Collected data »
---*---

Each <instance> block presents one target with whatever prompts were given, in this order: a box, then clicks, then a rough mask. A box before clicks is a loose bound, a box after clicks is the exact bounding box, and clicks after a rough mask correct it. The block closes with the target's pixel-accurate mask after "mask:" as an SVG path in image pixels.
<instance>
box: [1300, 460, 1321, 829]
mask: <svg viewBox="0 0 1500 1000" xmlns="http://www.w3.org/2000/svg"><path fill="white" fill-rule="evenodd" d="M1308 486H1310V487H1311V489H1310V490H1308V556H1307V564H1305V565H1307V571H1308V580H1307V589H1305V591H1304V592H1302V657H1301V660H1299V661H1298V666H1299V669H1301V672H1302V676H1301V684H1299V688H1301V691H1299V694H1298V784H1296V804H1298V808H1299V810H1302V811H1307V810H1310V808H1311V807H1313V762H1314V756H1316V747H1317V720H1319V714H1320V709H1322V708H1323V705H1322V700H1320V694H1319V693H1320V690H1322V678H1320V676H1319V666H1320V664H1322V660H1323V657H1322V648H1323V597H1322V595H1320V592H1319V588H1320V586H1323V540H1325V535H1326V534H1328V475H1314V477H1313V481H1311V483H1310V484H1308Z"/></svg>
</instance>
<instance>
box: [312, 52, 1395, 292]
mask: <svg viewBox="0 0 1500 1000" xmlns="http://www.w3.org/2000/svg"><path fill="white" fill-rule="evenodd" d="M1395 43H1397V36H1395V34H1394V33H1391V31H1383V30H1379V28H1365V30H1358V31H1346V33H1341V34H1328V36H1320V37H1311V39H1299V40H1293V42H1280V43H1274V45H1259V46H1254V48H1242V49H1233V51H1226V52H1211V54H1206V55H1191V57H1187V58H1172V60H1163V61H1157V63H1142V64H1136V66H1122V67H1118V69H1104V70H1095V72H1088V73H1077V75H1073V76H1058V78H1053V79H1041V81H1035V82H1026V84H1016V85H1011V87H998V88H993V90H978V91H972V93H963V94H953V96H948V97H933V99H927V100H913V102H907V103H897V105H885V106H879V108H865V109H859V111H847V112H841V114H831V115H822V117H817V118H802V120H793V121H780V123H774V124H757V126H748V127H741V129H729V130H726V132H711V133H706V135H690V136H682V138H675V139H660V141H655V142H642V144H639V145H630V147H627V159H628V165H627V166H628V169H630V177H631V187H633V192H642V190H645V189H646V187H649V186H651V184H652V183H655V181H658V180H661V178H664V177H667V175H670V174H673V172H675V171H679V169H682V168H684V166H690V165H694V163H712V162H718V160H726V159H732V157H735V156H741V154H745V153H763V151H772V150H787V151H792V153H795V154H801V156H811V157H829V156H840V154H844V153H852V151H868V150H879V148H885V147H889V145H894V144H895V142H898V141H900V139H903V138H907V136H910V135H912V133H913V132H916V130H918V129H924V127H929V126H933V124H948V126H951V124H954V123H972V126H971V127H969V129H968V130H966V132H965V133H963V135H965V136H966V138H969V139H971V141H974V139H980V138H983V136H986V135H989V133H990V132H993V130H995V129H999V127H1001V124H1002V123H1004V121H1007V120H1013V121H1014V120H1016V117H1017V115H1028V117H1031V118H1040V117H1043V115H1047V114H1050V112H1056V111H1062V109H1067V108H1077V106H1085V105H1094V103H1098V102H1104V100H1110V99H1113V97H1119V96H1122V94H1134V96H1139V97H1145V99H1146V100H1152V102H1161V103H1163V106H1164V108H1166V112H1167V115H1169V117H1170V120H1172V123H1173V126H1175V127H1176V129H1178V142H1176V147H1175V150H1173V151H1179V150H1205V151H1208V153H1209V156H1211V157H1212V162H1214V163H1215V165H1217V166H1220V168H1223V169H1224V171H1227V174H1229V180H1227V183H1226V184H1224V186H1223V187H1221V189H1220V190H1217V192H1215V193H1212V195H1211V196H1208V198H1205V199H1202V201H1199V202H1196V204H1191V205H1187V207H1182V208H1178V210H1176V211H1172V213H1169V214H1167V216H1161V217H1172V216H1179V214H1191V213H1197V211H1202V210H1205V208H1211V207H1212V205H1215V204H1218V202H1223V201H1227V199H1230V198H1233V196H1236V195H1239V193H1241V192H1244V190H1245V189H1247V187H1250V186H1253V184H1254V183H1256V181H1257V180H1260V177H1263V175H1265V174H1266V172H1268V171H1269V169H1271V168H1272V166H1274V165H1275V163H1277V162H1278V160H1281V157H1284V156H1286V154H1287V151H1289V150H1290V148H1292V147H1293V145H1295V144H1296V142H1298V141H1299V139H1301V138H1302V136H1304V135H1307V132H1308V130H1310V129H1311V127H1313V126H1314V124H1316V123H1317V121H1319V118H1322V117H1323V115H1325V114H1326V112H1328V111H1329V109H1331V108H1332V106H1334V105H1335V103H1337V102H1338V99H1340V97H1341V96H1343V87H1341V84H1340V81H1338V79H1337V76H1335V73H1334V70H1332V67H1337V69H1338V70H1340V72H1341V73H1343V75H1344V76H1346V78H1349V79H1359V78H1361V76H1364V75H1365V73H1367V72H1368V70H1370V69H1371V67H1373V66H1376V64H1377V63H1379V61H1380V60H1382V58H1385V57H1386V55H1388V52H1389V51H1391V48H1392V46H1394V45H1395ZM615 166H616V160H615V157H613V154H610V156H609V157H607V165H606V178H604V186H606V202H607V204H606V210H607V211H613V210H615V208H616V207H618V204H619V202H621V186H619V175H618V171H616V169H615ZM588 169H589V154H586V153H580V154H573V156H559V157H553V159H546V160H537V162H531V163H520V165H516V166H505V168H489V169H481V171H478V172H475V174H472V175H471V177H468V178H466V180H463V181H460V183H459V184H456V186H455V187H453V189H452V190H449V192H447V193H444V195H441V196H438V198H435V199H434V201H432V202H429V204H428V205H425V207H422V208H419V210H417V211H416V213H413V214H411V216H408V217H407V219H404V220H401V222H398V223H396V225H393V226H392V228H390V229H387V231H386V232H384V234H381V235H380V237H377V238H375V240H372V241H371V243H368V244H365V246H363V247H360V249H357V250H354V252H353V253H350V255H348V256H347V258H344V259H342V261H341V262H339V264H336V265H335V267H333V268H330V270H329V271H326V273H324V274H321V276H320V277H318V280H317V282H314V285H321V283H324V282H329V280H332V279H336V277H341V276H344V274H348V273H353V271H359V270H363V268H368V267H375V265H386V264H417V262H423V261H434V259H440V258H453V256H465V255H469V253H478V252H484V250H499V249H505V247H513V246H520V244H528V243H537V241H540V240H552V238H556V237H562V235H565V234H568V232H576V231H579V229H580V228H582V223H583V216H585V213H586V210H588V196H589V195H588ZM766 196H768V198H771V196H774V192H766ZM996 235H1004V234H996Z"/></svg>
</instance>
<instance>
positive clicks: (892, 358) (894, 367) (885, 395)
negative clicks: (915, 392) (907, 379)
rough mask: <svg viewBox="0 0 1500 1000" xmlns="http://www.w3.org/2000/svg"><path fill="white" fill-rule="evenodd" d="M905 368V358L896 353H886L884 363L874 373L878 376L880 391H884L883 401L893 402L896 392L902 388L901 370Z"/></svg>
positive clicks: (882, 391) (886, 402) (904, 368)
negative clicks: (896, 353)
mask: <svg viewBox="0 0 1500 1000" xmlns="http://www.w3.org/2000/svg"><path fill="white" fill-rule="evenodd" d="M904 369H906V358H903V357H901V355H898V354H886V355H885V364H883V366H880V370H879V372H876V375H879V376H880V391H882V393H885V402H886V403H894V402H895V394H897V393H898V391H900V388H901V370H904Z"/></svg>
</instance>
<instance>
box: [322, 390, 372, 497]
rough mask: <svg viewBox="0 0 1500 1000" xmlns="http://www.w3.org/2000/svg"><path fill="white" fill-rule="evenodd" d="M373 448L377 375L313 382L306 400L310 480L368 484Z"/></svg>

---*---

ABOUT THIS TASK » Lines containing the word "positive": copy every one of them from the records above.

YOUR RESPONSE »
positive clicks: (892, 358) (894, 367) (885, 395)
positive clicks: (882, 391) (886, 402) (904, 368)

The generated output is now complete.